[Start of section]
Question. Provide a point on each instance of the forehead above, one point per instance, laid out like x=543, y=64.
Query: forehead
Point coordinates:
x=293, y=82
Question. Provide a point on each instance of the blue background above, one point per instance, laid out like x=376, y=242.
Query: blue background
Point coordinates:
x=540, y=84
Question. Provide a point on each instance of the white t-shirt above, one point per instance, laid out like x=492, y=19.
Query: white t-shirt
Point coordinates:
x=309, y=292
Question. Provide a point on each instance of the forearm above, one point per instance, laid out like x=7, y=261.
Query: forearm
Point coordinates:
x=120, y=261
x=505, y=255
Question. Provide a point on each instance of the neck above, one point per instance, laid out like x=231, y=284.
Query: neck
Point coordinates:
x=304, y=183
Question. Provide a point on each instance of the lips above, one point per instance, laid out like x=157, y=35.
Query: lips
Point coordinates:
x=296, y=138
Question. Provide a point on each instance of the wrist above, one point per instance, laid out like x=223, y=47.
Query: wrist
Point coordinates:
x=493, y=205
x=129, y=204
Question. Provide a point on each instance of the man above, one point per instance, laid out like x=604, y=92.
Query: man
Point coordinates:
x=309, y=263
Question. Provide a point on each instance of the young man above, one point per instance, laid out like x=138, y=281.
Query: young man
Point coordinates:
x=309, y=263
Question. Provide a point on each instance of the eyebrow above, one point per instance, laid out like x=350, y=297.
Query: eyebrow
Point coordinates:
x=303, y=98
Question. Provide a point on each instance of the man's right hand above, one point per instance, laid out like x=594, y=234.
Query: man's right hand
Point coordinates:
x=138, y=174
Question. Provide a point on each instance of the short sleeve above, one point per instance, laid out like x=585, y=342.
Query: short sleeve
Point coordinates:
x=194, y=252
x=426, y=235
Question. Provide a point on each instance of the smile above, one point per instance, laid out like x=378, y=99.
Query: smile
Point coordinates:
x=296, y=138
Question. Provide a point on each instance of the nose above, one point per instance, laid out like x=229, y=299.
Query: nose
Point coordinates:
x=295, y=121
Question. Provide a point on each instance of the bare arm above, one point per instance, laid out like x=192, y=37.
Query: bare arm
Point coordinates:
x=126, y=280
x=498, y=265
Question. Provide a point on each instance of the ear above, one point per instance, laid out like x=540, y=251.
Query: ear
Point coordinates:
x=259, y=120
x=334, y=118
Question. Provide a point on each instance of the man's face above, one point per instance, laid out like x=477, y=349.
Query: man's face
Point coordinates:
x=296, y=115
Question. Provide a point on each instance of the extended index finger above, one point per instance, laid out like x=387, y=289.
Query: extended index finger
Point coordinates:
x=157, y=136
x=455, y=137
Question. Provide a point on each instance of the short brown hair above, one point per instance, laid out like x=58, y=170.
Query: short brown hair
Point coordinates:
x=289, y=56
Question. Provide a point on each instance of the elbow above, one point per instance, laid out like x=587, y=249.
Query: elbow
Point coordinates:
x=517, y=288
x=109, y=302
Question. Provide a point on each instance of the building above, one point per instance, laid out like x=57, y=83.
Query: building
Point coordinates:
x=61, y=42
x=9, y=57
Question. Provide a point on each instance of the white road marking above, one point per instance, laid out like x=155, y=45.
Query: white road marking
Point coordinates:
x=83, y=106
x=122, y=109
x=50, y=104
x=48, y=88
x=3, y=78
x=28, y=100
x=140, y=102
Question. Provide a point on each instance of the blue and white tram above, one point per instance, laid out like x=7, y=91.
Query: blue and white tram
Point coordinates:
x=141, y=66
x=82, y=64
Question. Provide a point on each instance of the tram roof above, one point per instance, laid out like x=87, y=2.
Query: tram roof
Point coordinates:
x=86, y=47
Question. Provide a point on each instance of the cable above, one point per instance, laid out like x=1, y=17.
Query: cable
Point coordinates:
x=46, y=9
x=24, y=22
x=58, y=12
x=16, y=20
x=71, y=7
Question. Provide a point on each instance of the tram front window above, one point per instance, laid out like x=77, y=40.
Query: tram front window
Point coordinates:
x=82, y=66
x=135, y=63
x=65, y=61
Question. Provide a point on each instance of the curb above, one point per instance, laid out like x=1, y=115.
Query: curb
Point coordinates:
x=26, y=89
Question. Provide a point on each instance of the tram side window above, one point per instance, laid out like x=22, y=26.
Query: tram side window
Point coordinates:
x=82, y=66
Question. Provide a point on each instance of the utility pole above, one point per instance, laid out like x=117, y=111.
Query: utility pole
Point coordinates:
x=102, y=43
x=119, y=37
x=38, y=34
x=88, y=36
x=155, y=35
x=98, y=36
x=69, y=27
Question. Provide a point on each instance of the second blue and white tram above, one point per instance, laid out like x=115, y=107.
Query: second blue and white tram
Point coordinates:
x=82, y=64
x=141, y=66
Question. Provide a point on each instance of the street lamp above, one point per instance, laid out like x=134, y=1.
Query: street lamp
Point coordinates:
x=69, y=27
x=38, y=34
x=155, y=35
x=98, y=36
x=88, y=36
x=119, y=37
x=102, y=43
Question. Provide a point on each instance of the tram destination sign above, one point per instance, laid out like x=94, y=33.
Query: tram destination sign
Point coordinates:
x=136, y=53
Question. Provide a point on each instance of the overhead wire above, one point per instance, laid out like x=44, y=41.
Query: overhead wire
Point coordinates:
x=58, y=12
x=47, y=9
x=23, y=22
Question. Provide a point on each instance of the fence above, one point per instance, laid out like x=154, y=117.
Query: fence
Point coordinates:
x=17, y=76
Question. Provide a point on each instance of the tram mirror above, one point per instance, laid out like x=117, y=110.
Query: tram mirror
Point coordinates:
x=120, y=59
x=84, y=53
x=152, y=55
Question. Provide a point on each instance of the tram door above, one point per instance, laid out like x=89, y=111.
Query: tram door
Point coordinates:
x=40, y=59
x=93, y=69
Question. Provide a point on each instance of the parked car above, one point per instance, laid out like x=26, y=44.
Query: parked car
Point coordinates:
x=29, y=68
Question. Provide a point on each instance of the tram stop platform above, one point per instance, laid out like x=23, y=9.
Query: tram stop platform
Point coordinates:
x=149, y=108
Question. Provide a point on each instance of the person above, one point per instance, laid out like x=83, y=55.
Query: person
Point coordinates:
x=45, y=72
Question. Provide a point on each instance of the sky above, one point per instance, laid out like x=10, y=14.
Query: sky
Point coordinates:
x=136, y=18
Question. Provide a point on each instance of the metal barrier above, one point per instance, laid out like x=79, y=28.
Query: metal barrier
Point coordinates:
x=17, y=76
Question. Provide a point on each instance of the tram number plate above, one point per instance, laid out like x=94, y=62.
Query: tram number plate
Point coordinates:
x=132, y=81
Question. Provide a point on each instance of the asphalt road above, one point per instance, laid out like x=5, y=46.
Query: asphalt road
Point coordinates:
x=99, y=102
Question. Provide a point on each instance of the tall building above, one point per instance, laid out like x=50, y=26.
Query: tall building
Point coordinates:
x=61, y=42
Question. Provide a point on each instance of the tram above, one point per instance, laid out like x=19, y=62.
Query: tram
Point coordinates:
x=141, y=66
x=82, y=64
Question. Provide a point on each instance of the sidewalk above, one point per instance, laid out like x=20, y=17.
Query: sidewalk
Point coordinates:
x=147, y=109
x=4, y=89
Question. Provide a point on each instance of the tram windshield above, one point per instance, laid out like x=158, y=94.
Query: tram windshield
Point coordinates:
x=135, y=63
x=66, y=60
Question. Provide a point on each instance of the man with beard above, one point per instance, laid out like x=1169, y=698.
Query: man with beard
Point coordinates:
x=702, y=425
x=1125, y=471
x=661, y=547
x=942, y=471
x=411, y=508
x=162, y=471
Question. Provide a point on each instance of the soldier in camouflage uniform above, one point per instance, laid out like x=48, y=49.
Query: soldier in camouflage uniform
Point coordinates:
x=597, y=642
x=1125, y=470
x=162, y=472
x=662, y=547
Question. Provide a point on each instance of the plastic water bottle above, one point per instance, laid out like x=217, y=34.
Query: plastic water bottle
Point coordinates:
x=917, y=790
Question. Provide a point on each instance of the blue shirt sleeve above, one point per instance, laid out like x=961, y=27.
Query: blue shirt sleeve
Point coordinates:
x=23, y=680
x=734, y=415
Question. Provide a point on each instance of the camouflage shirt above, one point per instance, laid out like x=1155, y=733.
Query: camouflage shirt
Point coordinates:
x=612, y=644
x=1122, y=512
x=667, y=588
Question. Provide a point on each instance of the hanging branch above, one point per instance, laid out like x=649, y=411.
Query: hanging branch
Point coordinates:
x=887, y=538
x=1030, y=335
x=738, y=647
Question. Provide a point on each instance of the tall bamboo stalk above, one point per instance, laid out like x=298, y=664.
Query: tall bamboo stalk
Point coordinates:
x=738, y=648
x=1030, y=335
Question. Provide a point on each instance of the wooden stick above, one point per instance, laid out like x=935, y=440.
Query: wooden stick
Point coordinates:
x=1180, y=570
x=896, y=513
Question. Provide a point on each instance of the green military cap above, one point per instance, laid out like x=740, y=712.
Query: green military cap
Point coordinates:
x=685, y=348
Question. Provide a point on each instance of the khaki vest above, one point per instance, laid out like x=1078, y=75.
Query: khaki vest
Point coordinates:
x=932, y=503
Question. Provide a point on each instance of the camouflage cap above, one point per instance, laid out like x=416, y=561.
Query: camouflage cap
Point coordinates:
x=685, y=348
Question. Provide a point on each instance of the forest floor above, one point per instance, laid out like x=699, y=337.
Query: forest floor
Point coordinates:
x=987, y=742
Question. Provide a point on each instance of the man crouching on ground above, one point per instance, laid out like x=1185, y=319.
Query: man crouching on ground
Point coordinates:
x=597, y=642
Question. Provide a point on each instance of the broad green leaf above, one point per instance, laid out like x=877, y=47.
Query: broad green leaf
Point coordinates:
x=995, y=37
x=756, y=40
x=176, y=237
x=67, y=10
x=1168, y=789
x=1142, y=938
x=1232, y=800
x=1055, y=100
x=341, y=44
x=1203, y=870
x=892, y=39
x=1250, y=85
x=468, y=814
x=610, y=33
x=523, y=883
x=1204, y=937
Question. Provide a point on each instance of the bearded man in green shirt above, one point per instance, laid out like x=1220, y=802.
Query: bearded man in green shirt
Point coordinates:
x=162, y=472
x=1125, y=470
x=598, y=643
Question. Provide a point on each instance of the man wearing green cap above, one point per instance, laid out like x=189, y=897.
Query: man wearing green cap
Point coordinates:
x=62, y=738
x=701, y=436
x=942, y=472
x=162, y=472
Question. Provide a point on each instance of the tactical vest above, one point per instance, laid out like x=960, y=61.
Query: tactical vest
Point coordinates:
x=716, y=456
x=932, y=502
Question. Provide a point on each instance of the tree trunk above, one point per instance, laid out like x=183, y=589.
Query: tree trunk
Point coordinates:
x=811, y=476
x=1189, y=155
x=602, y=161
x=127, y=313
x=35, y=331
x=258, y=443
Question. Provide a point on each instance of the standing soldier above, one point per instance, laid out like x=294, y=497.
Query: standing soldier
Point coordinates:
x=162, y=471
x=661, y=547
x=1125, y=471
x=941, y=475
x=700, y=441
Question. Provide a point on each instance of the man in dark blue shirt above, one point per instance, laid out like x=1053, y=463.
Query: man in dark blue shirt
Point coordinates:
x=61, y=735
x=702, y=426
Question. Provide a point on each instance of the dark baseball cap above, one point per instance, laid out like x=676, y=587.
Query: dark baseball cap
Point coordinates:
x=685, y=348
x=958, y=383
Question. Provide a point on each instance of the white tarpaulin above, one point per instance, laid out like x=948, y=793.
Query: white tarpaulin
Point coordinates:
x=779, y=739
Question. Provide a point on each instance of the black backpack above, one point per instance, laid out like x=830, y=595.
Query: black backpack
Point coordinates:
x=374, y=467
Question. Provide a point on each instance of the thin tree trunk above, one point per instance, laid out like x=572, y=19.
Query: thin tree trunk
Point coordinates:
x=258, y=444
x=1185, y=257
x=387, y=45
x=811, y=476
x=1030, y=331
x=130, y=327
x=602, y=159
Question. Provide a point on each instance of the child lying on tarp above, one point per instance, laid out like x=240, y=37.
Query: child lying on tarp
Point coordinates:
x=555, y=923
[End of section]
#### [THE TASK]
Show all lines above holding "utility".

#### [RESPONSE BELOW]
Question. Provide a point on each instance of the utility pole above, one point per instance, laid out like x=117, y=111.
Query: utility pole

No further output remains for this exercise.